* **What you have to do**
Word for word, retype the records below.

[Start of Attachment]

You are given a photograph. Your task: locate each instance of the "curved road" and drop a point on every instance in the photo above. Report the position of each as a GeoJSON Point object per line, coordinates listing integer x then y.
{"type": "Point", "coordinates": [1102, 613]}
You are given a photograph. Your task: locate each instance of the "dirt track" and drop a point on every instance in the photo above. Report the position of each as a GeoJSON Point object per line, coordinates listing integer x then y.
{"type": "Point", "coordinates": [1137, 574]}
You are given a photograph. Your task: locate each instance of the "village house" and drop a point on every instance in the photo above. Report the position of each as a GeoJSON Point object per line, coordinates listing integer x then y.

[End of Attachment]

* **Expected answer**
You are given a photograph. Your task: locate each instance of the "curved road" and drop a point on every instance in the photo above. Report the position of each as a GeoJSON Point object per line, coordinates listing integer x then y.
{"type": "Point", "coordinates": [1102, 613]}
You are given a photograph. Your task: locate each instance of the "dirt track" and drop a point on every instance in the photo above. Report the position of each as a GeoJSON Point object per line, coordinates listing integer x then y.
{"type": "Point", "coordinates": [1137, 574]}
You are given a photograph. Your task: locate each instance of the "village house" and drop a point on every instance in the photo above. Report the position of each as a GeoJSON Point object per line, coordinates listing integer x then y.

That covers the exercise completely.